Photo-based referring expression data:
○ ○ ○ ○

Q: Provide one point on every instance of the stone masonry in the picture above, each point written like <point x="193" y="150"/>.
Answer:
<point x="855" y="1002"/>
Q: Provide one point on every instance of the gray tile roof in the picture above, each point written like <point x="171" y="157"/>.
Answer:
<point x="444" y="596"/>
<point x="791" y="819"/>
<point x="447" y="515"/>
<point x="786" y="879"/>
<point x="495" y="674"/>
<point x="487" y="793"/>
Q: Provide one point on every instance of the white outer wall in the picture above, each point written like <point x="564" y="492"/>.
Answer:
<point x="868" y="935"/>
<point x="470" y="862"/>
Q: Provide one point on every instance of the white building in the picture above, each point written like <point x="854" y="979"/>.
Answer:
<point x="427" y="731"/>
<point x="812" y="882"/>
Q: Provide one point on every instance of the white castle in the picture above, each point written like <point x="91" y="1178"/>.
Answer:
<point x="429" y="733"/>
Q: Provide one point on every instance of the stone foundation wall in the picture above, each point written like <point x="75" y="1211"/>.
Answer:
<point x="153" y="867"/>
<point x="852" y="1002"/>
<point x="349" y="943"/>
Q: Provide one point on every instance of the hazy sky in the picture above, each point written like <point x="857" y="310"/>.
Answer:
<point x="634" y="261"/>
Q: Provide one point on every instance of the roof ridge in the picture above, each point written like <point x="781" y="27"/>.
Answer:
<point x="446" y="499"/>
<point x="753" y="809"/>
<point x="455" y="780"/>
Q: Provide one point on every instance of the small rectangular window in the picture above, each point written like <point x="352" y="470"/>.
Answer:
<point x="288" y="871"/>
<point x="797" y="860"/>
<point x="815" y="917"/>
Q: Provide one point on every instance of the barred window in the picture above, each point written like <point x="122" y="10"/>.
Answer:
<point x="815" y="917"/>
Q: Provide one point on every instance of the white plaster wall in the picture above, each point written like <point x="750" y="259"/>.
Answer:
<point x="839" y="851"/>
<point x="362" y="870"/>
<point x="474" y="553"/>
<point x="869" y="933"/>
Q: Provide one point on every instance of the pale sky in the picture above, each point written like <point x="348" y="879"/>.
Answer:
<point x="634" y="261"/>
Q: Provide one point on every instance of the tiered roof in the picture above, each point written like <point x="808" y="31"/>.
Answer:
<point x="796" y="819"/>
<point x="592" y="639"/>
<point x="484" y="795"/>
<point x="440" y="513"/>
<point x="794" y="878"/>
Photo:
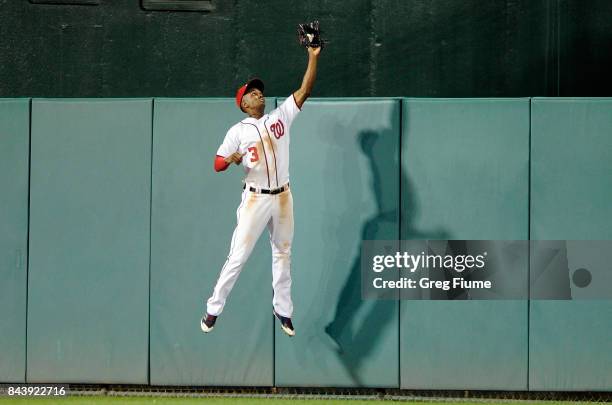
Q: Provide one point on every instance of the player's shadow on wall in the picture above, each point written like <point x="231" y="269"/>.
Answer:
<point x="359" y="326"/>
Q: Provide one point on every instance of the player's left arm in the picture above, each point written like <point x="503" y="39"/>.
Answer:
<point x="301" y="94"/>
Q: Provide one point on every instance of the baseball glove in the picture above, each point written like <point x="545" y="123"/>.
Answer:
<point x="309" y="35"/>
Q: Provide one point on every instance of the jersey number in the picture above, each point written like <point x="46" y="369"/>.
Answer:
<point x="278" y="129"/>
<point x="255" y="156"/>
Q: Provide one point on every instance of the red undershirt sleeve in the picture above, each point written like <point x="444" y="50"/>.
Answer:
<point x="220" y="164"/>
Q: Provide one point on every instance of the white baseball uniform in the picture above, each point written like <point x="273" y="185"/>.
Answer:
<point x="265" y="145"/>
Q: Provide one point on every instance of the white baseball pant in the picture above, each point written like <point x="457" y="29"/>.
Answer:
<point x="256" y="211"/>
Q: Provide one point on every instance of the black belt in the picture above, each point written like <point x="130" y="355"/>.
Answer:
<point x="266" y="191"/>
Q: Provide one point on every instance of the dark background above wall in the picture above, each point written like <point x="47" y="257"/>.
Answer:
<point x="417" y="48"/>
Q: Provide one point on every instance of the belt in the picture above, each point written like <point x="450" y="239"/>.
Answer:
<point x="272" y="191"/>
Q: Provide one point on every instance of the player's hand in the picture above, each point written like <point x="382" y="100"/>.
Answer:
<point x="314" y="51"/>
<point x="235" y="157"/>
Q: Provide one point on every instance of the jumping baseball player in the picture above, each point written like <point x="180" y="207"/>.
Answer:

○ ○ ○ ○

> EXERCISE
All lines in the records above with "stone" need to be found and copied.

> SOLUTION TO THIS TASK
Q: Provide one point on every instance of the stone masonry in the picture above, each point written like <point x="193" y="150"/>.
Q: Provide one point on every instance of the stone foundation wall in the picture above, each point written like <point x="75" y="1211"/>.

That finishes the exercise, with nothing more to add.